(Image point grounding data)

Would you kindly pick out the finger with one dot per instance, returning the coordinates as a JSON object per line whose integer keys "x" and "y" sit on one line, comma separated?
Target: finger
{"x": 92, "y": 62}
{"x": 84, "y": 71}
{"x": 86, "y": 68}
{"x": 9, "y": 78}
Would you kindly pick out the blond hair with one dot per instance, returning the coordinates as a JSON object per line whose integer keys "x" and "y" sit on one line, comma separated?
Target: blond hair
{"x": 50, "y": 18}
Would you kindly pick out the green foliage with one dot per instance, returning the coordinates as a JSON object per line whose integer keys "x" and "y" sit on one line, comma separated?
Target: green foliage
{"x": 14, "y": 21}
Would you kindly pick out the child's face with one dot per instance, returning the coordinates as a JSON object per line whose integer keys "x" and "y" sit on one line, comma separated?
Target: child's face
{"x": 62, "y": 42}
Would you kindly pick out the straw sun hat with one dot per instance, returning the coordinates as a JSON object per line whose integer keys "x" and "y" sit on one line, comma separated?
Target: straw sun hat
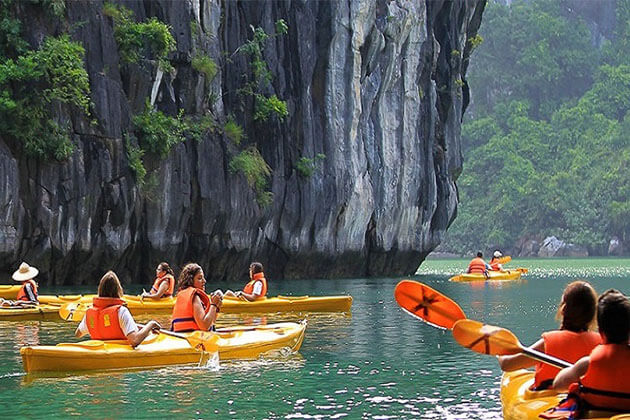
{"x": 25, "y": 272}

What you will do: A line belongs in the answer if it contains the word "kindly"; copy every such line from the data above.

The completed task:
Would you kindly pick out the finger with one dot per instance, returning the coordinates as a JSON object per line whose integer keys "x" and "y" sit on one line, comma separated?
Would you kindly pick out the blond hair with one dot per instance, returning the coordinates as a JSON object per line whose integer keys "x" and "y" sit on one line, comma separated?
Would you kindly pick out the green foliage with one dot per instance, returning the coordinates as a JSON object per line whose integer keys "x" and "y" sit on one line, comma separated?
Would you kindly pick out the child's face with one dot per instance, returning the coordinates as a JSON object per line whose integer keys "x" and "y" sit on one line, comma separated?
Would you kindly pick out the straw sun hat with one dot per instance, returning the coordinates as a JSON object per line whose integer keys "x" and "y" sit on one line, comma separated?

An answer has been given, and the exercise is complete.